Entries shown =
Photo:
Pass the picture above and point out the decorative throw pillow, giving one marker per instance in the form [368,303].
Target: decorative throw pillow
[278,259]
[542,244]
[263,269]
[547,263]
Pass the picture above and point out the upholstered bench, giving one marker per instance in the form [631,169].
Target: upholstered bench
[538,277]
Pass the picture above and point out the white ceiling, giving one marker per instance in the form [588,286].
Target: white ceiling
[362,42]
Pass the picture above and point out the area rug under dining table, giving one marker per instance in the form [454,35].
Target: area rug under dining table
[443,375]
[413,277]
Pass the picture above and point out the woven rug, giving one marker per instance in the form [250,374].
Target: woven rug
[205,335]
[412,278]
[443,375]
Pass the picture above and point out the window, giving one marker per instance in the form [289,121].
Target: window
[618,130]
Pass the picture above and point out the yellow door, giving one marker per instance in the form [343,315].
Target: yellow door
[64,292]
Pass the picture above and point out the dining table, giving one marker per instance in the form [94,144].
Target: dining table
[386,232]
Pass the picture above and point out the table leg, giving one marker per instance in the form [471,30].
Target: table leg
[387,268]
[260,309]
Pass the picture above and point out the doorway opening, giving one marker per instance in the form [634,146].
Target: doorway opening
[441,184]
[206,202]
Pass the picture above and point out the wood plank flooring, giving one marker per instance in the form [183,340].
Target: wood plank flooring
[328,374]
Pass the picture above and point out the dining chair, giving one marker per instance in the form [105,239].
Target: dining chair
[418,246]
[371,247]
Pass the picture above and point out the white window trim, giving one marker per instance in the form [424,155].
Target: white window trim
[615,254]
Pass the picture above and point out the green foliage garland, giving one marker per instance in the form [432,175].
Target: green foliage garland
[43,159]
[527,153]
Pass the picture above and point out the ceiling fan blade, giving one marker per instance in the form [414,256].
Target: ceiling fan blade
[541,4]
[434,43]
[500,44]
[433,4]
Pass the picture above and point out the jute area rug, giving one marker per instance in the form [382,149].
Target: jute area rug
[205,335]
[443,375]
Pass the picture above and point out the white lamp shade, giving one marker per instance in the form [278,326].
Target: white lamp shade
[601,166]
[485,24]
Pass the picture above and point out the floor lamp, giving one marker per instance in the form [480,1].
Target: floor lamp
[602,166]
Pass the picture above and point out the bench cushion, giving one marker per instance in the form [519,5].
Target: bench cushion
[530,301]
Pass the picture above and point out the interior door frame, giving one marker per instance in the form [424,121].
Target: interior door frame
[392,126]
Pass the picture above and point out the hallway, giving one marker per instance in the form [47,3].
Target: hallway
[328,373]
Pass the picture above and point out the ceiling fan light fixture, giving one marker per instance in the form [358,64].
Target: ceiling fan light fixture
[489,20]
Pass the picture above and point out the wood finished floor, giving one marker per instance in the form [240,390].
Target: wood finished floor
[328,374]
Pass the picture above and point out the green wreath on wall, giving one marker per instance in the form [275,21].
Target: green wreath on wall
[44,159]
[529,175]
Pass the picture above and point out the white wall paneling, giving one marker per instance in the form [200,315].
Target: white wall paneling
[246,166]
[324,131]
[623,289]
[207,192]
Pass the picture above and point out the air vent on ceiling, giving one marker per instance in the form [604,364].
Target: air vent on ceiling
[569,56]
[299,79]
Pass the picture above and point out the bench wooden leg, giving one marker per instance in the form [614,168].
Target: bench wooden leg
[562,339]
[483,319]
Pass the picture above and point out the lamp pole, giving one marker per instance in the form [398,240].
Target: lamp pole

...

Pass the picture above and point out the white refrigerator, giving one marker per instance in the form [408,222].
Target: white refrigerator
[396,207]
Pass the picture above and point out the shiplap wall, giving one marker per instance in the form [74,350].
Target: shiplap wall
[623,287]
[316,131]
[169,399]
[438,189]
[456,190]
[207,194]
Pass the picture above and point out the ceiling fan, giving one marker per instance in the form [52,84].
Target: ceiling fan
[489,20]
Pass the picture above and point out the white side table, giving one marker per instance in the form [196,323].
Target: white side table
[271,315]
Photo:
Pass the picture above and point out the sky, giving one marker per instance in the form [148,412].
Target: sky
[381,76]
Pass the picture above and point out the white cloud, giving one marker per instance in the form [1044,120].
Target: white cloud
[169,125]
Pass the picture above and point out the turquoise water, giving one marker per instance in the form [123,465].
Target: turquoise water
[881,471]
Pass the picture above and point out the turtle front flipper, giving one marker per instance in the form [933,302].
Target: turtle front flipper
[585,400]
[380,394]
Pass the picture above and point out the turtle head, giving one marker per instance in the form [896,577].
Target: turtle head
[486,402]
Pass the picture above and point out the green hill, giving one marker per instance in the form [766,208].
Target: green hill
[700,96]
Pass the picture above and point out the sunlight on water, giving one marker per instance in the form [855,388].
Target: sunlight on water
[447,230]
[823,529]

* * *

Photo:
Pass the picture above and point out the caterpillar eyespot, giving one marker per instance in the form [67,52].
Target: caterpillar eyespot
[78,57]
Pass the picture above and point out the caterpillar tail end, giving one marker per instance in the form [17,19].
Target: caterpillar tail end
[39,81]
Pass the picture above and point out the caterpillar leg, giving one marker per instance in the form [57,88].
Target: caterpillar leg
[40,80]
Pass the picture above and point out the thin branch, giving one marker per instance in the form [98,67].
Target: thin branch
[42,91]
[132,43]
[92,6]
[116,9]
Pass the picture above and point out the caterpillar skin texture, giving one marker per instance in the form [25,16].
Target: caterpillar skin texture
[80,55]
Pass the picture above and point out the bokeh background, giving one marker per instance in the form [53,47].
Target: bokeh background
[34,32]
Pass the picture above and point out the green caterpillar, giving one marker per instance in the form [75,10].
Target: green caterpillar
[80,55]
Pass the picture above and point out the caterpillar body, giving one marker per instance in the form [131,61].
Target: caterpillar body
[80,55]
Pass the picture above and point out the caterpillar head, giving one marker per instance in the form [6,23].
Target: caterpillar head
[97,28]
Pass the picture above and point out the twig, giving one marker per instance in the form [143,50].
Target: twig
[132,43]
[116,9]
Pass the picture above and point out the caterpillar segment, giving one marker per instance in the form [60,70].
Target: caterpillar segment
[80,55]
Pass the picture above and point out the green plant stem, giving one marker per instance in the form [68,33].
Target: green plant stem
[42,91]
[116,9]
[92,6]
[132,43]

Given request = Copy out only the records between the lines containing "Pass the picture above and point out the green wreath" and "Target: lamp pole", inclusive, swapping "air vent" for "air register" and leaving everything else unchanged.

Completed task =
Pass the picture above and point out the green wreath on wall, giving one marker per instance in the form [275,21].
Target: green wreath on wall
[44,159]
[529,175]
Pass the picture above and point out the white wall paneling, giving one marker per instance in the form [200,315].
Target: white wall paneling
[246,166]
[324,131]
[623,289]
[207,192]
Pass the picture above and point out the air register on ceiling, giving one marker per instance in the form [604,364].
Target: air register on ceiling
[569,56]
[299,79]
Pass the picture above and point out the bench wooden leg, giving one marker per instance in the form [614,168].
Target: bench wooden leg
[562,339]
[483,319]
Pass the picture above and point out the lamp pole, giving one marker per instance in the form [398,240].
Target: lamp pole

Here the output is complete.